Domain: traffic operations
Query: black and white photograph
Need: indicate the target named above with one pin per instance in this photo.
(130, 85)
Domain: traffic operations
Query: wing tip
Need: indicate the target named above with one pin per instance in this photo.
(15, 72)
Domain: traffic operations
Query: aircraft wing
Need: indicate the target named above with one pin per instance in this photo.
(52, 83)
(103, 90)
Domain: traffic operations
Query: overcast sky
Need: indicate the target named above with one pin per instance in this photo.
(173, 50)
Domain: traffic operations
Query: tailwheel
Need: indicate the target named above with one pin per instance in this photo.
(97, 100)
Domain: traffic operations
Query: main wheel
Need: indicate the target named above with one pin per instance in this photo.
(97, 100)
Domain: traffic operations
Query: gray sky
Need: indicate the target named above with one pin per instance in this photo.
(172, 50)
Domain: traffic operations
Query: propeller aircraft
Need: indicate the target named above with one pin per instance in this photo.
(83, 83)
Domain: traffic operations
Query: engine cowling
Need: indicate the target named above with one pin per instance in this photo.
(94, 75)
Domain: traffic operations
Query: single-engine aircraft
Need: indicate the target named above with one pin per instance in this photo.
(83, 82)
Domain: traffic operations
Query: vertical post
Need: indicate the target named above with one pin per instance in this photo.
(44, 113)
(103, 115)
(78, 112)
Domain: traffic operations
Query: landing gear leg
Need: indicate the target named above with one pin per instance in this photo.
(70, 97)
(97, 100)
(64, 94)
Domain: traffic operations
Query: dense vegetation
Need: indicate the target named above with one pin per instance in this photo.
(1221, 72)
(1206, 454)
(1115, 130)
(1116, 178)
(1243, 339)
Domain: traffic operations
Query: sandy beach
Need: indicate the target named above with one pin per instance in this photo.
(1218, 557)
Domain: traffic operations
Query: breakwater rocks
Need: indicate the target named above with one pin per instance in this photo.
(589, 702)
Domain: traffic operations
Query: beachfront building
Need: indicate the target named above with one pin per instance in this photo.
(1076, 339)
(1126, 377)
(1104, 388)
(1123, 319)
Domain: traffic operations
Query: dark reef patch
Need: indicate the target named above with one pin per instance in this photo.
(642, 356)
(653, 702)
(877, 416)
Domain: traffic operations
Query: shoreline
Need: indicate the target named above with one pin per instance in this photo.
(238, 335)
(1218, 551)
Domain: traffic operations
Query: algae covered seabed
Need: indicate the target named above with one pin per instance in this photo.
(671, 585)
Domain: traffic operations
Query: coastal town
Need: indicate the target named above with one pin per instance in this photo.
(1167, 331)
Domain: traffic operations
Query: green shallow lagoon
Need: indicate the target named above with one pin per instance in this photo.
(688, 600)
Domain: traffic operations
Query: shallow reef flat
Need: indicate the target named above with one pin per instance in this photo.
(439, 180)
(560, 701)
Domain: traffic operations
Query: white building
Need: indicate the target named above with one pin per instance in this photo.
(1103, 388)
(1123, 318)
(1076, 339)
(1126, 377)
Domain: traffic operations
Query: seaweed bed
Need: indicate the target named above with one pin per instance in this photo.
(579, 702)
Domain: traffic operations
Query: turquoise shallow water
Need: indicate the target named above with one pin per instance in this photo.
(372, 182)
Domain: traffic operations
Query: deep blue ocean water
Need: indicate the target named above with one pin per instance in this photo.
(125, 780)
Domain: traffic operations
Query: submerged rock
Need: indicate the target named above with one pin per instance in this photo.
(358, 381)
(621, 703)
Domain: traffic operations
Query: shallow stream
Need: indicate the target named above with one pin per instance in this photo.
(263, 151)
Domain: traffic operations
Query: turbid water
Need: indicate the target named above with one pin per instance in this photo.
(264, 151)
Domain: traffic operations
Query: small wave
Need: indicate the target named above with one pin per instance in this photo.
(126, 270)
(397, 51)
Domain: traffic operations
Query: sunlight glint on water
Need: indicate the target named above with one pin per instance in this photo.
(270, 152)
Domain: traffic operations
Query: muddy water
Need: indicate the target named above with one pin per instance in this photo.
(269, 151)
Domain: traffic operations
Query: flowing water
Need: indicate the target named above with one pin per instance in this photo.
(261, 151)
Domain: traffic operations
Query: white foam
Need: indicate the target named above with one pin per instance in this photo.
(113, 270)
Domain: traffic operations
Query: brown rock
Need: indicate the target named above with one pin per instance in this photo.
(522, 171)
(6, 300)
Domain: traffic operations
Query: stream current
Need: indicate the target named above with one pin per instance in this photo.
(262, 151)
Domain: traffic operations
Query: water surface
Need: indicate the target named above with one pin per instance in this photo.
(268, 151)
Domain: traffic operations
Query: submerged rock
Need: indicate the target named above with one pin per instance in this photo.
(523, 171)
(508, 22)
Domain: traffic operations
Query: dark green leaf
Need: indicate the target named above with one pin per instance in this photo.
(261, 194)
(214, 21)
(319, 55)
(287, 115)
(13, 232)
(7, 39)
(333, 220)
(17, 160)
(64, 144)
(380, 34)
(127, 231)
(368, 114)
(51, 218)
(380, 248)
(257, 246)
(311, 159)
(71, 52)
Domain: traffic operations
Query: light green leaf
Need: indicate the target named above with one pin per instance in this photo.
········
> **GOAL OF THE EXERCISE**
Go through the listing above and restate it word for word.

> **TASK RESULT**
Domain: traffic operations
Query: black and white photograph
Need: indicate the target named above with one pin per instance in this photo.
(130, 85)
Domain: traffic operations
Query: wing tip
Need: indicate the target named above with one pin per instance in this photo.
(15, 72)
Domain: traffic operations
Query: aircraft wing
Need: indicate the target named above with one pin per instance in this photo.
(52, 83)
(103, 90)
Domain: traffic operations
Query: overcast sky
Need: indicate the target named above with one pin per instance in this photo.
(173, 50)
Domain: traffic operations
Query: tailwheel
Need: indicate the target named above with one pin per instance in this photo.
(97, 100)
Domain: traffic operations
Query: main wheel
Need: indicate the target named above with one pin per instance in this photo.
(97, 100)
Domain: traffic operations
Query: gray sky
Need: indicate the target named above with one pin per instance in this photo.
(172, 50)
Domain: traffic operations
Query: propeller aircraft
Need: indicate the target named above with one pin per instance in this photo.
(83, 83)
Domain: traffic operations
Query: engine cowling
Need: indicate the target named above with one pin per instance in this photo.
(94, 75)
Domain: traffic operations
Query: single-engine aircraft
Need: indicate the target named above with one pin per instance in this photo.
(83, 82)
Domain: traffic operations
Query: vertical post
Need: indicate the target named above with one pin per instance in this photo.
(44, 113)
(103, 115)
(78, 112)
Domain: traffic operations
Query: landing gear leg
Need: indicate the target named above with one pin per instance in this photo.
(70, 97)
(97, 100)
(64, 94)
Domain: traffic operations
Query: dense vegetation
Need: indicate the target named above with one pin per instance in this photo.
(1221, 72)
(1206, 454)
(1115, 130)
(1116, 178)
(1243, 339)
Domain: traffic operations
Query: sandy beach
Need: indicate the target named above with one pin per instance in this photo.
(1218, 557)
Domain: traffic operations
Query: breakwater rocks
Need: indicate the target named above with one pin per instance in this photo.
(589, 702)
Domain: traffic operations
Query: beachfront building
Need: indicate the target named above with one pin per instance in this photo.
(1076, 339)
(1126, 377)
(1104, 388)
(1123, 319)
Domain: traffic operations
Query: dark reef patch
Need: indicate the target named above with one pin per instance in this photo.
(642, 356)
(653, 702)
(877, 416)
Domain: traffic operations
Query: shoreline
Need: indicate the target named above with one pin per instance in this photo.
(238, 335)
(1218, 551)
Domain: traffic operations
Query: algae covered seabed
Need: indicate the target named above with one pin per instance in this photo.
(671, 585)
Domain: traffic operations
Query: coastal town
Need: indicate the target named above with one pin per instance in this photo.
(1167, 331)
Domain: traffic operations
Query: green shallow lagoon
Need: indicate the target named above with one pin per instance in this photo.
(688, 600)
Domain: traffic operations
Query: shallow reef flat
Need: indicate the target named above with one pin per instance in this photo.
(439, 180)
(560, 701)
Domain: traffic operations
Query: white building
Need: indicate the target named above with one pin per instance in this photo.
(1103, 388)
(1123, 318)
(1076, 339)
(1126, 377)
Domain: traffic operations
Query: seaweed bed
Need: indicate the target named above with one pin per instance in this photo.
(579, 702)
Domain: traffic operations
Query: turquoise shallow water
Need: indicate the target named above with one pin per instance in this photo.
(372, 182)
Domain: traffic operations
Query: deep blue ocean water
Need: indicate the target named above with one pin per instance in this photo.
(125, 780)
Domain: traffic operations
Query: submerged rock
Need: indicate the target named above with one pin per instance in this photo.
(358, 381)
(621, 703)
Domain: traffic operations
Query: shallow stream
Need: indicate the target named above with one pin per instance in this photo.
(263, 151)
Domain: traffic operations
Query: turbid water
Need: indicate the target named above with one pin per instance in this photo.
(264, 151)
Domain: traffic operations
Query: small wave
Need: indicate the target named above with one pin per instance in this photo.
(126, 270)
(397, 51)
Domain: traffic operations
Query: sunlight glint on water
Need: indicate the target named above with one pin per instance in this photo.
(270, 152)
Domain: traffic operations
Query: muddy water
Need: indicate the target named above with one pin per instance in this photo.
(269, 151)
Domain: traffic operations
Query: flowing water
Need: indicate the target named above with one pin per instance in this photo.
(261, 151)
Domain: traffic operations
Query: white foam
Need: indicate the target named above with one pin per instance in this photo.
(113, 270)
Domain: traffic operations
Query: brown rock
Need: indicate the target named above with one pin per instance in this photo.
(522, 171)
(6, 300)
Domain: traffic operations
Query: stream current
Need: indicate the target named above with one pin per instance in this photo.
(262, 151)
Domain: traffic operations
Query: water surface
Need: indicate the target named above with one pin per instance in this photo.
(268, 151)
Domain: traffic operations
Query: submerged rock
Need: indicate the target named above with one pin per instance in this photo.
(523, 171)
(508, 22)
Domain: traffic operations
Query: dark green leaf
Need: indicate the target named above with one pin per instance in this photo.
(261, 194)
(214, 21)
(319, 55)
(287, 115)
(13, 232)
(7, 39)
(333, 220)
(17, 160)
(64, 144)
(380, 34)
(127, 231)
(368, 114)
(51, 218)
(380, 248)
(257, 246)
(311, 159)
(71, 52)
Domain: traffic operations
Query: light green leaf
Need: indicate the target named above with one pin per instance in this photo.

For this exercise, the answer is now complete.